■ **Task to carry out**
Restate word for word the opening line of the data below and every line after it until the line with "the brown eye", that line too, but not the pictures.

■ **Phrase grounding data**

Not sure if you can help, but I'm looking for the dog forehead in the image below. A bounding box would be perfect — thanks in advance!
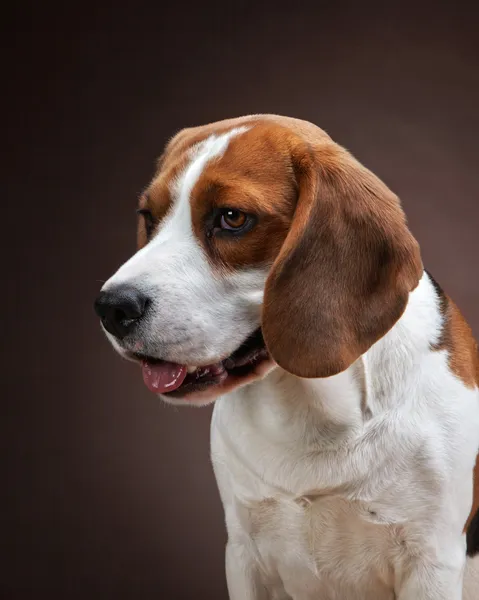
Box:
[170,126,252,199]
[152,118,308,206]
[149,114,332,209]
[162,114,331,163]
[146,126,255,246]
[142,126,249,228]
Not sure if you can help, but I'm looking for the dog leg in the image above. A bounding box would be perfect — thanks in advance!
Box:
[226,540,270,600]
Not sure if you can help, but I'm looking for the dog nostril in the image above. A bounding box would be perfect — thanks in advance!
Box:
[114,309,125,323]
[115,304,141,322]
[94,286,148,340]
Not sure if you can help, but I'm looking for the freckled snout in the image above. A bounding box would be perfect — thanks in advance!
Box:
[94,285,148,340]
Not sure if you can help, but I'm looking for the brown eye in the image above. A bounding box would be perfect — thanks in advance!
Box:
[220,209,247,230]
[207,207,255,238]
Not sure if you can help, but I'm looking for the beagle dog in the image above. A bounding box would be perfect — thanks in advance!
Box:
[95,115,479,599]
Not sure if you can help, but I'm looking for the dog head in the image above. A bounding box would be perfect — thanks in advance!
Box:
[95,115,422,405]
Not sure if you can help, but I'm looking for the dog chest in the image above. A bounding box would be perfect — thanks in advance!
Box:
[232,493,399,599]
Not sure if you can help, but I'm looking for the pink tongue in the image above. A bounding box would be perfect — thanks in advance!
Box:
[141,360,187,394]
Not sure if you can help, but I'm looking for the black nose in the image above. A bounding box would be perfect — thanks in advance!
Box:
[94,286,148,339]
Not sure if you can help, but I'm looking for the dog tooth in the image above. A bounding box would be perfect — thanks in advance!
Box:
[187,366,197,373]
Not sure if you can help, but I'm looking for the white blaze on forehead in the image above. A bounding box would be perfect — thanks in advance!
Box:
[154,126,251,243]
[102,126,250,288]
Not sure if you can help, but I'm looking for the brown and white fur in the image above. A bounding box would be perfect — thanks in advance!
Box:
[96,115,479,599]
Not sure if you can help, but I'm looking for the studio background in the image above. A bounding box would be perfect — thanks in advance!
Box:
[3,3,478,599]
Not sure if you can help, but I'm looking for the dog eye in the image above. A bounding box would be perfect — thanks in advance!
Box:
[219,209,248,231]
[206,208,256,239]
[136,208,156,239]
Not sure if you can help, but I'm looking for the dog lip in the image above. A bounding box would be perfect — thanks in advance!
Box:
[127,328,267,398]
[130,328,265,370]
[165,328,268,398]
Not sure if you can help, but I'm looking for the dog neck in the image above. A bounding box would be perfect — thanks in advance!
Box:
[217,271,441,451]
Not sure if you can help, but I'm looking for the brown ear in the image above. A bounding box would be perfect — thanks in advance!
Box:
[262,141,423,378]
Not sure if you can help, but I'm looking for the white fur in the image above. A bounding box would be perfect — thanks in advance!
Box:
[211,273,479,599]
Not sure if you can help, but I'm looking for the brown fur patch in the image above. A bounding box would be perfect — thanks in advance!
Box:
[428,275,479,539]
[189,124,298,269]
[467,454,479,531]
[429,272,478,389]
[431,297,478,389]
[136,184,172,248]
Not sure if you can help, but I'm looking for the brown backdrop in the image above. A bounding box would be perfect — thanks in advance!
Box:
[2,2,479,599]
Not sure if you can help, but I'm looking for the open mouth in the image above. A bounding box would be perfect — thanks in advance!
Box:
[133,328,269,398]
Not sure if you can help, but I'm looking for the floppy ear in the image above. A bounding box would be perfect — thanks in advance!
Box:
[262,142,423,378]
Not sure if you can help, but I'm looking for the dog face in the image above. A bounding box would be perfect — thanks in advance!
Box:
[95,115,422,405]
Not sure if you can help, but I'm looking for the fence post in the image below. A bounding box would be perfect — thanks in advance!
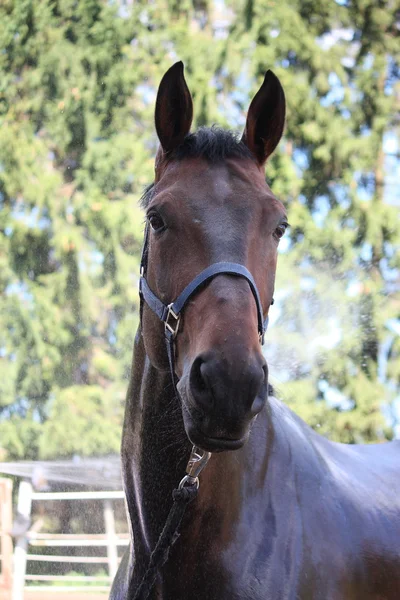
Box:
[103,499,118,580]
[12,481,32,600]
[0,478,13,598]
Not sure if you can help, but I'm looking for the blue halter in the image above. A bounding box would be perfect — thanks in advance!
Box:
[138,223,272,387]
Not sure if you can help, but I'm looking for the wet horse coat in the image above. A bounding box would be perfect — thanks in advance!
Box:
[110,63,400,600]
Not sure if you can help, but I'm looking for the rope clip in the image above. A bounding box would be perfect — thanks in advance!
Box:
[178,446,211,489]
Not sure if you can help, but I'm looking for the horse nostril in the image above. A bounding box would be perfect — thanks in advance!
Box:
[191,356,204,390]
[250,362,268,417]
[262,362,268,383]
[190,356,213,408]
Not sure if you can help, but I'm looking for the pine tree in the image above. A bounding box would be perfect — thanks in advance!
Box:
[0,0,398,459]
[0,0,144,458]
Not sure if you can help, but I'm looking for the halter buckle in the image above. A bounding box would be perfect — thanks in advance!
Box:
[165,304,180,338]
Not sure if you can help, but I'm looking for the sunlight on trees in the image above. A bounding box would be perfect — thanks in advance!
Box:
[0,0,399,459]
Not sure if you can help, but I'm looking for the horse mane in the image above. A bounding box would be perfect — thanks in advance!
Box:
[140,126,255,208]
[170,126,254,162]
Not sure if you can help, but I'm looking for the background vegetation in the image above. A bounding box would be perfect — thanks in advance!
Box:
[0,0,399,460]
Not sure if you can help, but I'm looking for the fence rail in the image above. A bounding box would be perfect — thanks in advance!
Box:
[28,539,129,547]
[28,533,129,540]
[26,555,116,564]
[24,586,110,593]
[30,491,125,501]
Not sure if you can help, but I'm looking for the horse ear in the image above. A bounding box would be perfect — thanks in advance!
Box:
[155,61,193,154]
[242,70,286,166]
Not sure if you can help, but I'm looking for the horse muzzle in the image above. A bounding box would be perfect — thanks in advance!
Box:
[178,349,268,452]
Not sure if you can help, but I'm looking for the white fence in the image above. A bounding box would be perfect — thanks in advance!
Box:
[0,478,13,600]
[12,483,128,598]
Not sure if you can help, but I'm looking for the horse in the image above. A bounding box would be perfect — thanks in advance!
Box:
[110,62,400,600]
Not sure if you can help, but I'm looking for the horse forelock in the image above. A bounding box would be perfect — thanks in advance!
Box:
[140,126,259,209]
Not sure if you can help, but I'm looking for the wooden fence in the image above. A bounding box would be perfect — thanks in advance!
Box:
[0,478,13,600]
[12,484,128,599]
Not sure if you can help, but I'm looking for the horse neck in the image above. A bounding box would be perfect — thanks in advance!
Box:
[121,329,298,561]
[121,329,191,554]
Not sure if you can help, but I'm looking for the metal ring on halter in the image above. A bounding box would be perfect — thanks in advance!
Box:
[164,304,180,337]
[178,475,200,490]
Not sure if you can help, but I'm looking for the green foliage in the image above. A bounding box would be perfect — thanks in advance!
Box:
[0,0,143,458]
[0,0,398,458]
[38,385,124,459]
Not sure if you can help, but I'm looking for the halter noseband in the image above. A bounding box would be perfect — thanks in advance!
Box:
[138,223,272,387]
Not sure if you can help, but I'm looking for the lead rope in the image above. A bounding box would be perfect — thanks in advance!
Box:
[130,447,211,600]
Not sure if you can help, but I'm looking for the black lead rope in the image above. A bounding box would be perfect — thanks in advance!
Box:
[130,448,211,600]
[130,484,198,600]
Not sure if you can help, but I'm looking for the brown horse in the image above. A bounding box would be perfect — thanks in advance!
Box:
[110,62,400,600]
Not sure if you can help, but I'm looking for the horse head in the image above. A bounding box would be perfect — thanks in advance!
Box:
[140,62,287,452]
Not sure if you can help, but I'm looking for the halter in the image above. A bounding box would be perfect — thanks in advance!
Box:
[138,222,272,389]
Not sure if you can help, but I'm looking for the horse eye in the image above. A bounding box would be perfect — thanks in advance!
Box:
[148,213,165,232]
[274,224,287,240]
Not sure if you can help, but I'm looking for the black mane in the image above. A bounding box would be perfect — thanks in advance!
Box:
[140,126,255,208]
[171,126,254,162]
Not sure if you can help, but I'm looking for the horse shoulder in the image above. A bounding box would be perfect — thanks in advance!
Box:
[267,398,400,597]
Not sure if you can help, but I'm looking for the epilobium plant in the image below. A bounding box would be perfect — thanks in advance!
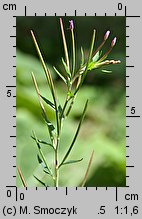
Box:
[19,18,120,187]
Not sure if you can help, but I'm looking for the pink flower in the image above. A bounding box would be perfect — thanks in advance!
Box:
[111,37,117,47]
[104,30,110,40]
[69,20,74,30]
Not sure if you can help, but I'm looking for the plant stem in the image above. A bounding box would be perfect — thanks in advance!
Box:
[18,167,27,187]
[31,31,60,138]
[60,18,70,72]
[54,138,59,187]
[74,29,96,95]
[71,29,75,76]
[66,95,75,117]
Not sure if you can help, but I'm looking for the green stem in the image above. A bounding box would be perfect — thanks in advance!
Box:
[74,29,96,95]
[54,138,59,187]
[60,96,70,119]
[66,96,75,117]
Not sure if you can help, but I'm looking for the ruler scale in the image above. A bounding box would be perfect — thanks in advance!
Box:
[0,0,141,217]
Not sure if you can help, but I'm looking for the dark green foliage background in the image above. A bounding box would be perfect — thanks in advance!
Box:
[16,16,126,187]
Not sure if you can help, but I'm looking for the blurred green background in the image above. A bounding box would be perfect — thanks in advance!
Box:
[16,16,126,187]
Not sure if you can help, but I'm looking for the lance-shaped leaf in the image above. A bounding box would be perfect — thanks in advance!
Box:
[53,66,68,84]
[61,58,71,78]
[40,95,55,110]
[37,154,52,175]
[92,51,100,62]
[32,131,52,175]
[43,168,51,175]
[79,150,94,187]
[58,100,88,168]
[58,104,65,119]
[80,47,85,67]
[61,158,83,167]
[31,136,54,149]
[33,175,48,187]
[42,112,56,141]
[37,154,43,164]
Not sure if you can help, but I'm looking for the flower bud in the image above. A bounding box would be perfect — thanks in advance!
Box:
[104,30,110,40]
[69,20,74,30]
[111,37,117,47]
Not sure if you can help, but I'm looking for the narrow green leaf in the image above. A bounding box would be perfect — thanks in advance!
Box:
[58,100,88,168]
[61,58,71,78]
[80,47,85,67]
[37,155,51,175]
[43,168,51,175]
[31,136,54,148]
[37,154,43,164]
[92,51,100,62]
[53,66,67,84]
[32,131,52,175]
[33,175,47,187]
[42,112,56,139]
[58,104,65,119]
[80,150,94,187]
[40,95,55,110]
[61,158,83,166]
[101,69,112,73]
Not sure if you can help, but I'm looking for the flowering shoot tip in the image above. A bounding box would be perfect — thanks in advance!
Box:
[111,37,117,47]
[69,20,74,30]
[104,30,110,40]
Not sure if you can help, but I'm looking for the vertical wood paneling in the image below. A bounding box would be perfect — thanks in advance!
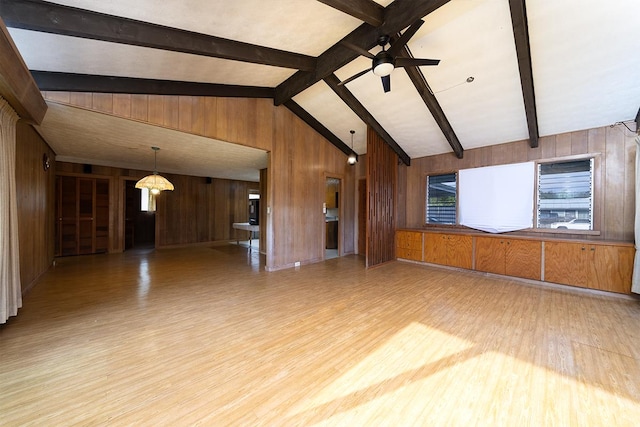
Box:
[604,126,625,241]
[147,95,164,126]
[112,94,131,118]
[42,92,355,269]
[571,130,588,155]
[92,93,113,113]
[178,96,193,132]
[555,132,572,157]
[191,97,206,135]
[131,94,149,122]
[404,126,635,242]
[366,127,397,267]
[162,96,180,129]
[15,122,56,293]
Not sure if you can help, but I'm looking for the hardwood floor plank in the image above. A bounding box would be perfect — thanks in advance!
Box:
[1,246,639,425]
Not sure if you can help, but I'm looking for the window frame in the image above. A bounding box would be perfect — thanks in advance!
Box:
[424,171,459,227]
[532,154,600,235]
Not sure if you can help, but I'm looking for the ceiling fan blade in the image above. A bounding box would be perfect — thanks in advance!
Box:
[387,19,425,57]
[395,57,440,67]
[338,68,371,86]
[341,41,375,59]
[381,75,391,93]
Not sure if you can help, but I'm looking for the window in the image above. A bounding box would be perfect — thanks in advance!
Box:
[140,187,156,212]
[537,158,594,230]
[425,173,457,225]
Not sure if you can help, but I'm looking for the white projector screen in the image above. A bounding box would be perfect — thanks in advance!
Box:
[458,161,535,233]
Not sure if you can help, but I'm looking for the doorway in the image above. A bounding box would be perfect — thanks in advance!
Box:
[325,177,340,259]
[124,180,156,250]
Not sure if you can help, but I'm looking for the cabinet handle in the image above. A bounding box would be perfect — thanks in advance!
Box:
[590,247,595,251]
[581,247,585,251]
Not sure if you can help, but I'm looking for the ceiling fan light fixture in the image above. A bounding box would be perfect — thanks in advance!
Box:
[372,54,394,77]
[135,146,174,194]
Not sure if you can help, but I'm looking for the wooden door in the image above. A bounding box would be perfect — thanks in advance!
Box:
[446,234,473,269]
[505,239,541,280]
[590,245,633,293]
[57,176,78,256]
[544,241,589,287]
[424,233,447,265]
[55,176,110,256]
[475,236,505,274]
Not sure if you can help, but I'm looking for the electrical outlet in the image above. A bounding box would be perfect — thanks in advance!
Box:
[294,261,301,267]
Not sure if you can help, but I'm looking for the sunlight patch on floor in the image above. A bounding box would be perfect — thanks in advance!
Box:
[287,322,473,417]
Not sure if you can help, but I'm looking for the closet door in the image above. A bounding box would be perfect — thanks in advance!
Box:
[55,176,109,256]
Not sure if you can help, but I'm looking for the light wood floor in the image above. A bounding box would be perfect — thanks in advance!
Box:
[2,245,640,426]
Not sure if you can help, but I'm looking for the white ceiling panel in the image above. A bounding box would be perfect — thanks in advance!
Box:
[9,29,295,86]
[413,0,529,149]
[337,55,452,159]
[527,0,640,136]
[45,0,362,56]
[293,81,367,154]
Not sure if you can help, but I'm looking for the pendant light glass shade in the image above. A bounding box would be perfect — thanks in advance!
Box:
[135,147,174,194]
[347,130,357,165]
[135,173,174,194]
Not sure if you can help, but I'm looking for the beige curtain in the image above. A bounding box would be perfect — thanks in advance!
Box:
[0,97,21,323]
[632,136,640,294]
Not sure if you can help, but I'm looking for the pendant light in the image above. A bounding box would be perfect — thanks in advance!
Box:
[347,130,357,165]
[135,146,174,195]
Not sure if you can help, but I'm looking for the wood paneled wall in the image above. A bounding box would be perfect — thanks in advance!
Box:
[42,92,273,152]
[366,127,397,267]
[43,92,356,270]
[402,125,636,242]
[15,121,56,293]
[269,106,355,269]
[56,161,258,250]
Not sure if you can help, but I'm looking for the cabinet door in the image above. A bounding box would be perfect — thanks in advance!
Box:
[424,233,447,265]
[544,241,589,287]
[505,239,541,280]
[447,235,473,269]
[590,245,633,293]
[396,231,423,261]
[475,236,505,274]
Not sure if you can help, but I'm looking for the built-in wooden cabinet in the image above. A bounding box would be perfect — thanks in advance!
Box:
[56,175,109,256]
[424,233,472,269]
[396,229,634,294]
[396,230,423,261]
[544,241,633,294]
[475,236,541,280]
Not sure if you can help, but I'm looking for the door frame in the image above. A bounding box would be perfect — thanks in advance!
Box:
[323,173,344,259]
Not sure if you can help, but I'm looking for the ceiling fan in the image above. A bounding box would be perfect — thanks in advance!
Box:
[338,19,439,93]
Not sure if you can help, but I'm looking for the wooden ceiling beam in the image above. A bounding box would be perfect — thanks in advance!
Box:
[0,17,46,123]
[284,100,355,158]
[316,0,385,27]
[399,47,463,159]
[0,0,316,71]
[275,0,451,105]
[324,73,410,166]
[508,0,539,148]
[31,71,275,98]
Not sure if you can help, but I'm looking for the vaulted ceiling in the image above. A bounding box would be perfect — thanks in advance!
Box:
[2,0,639,180]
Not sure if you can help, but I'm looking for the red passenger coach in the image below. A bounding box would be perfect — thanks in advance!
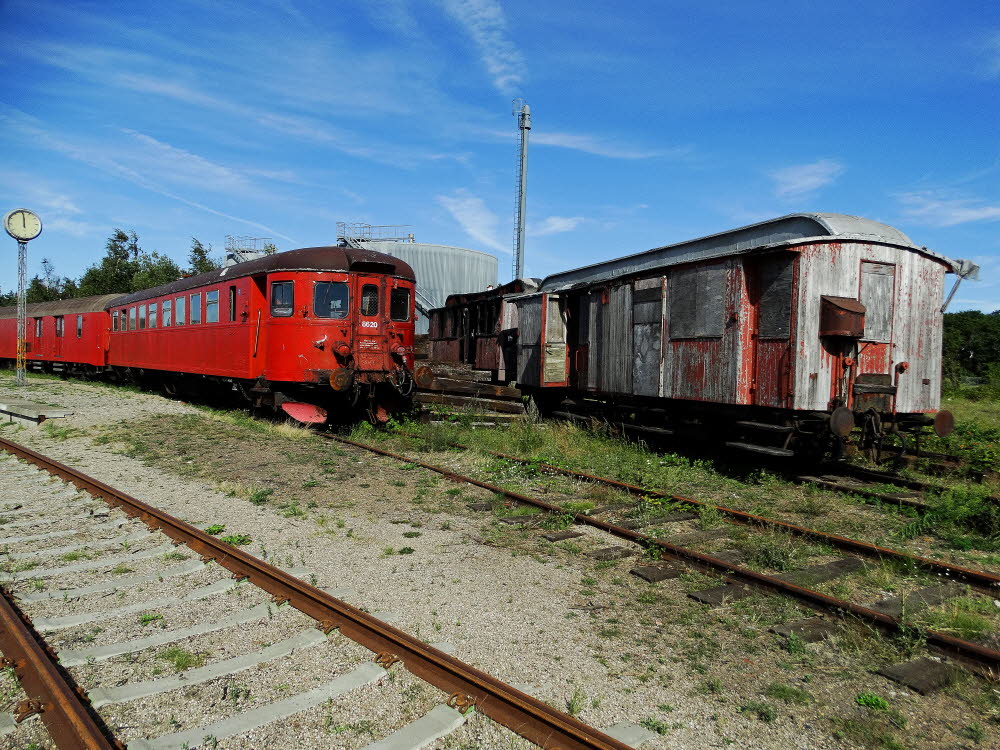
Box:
[0,295,121,374]
[107,246,417,422]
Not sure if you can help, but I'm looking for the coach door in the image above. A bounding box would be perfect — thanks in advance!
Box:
[857,262,895,375]
[53,316,65,359]
[355,275,389,371]
[749,254,795,408]
[541,293,569,386]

■ **Response below**
Not sure if you can help, but I'm looking for the dog forehead in the image below. A bounding box would be perfect — thanks in advance!
Box:
[170,126,252,199]
[152,118,308,206]
[149,114,332,209]
[162,114,331,163]
[146,126,255,246]
[142,126,249,228]
Not sure if you can help, but I'm looking for the dog leg in the image above. A bounding box would be perfect — thanks in advance!
Box:
[226,540,270,600]
Not sure if you can help, but I'm looking for the dog nostril in the image above. A bounding box would be perfect — thanks in advance!
Box:
[114,309,125,323]
[115,304,141,322]
[94,286,148,340]
Not sure if you can help, but I'm looking for the freckled snout in the image above. A bounding box would be perfect — thanks in advance!
Box:
[94,285,148,340]
Not sure if you can help, but I'm looking for the brown eye in the image above. A bounding box would be perfect — thanks in advance!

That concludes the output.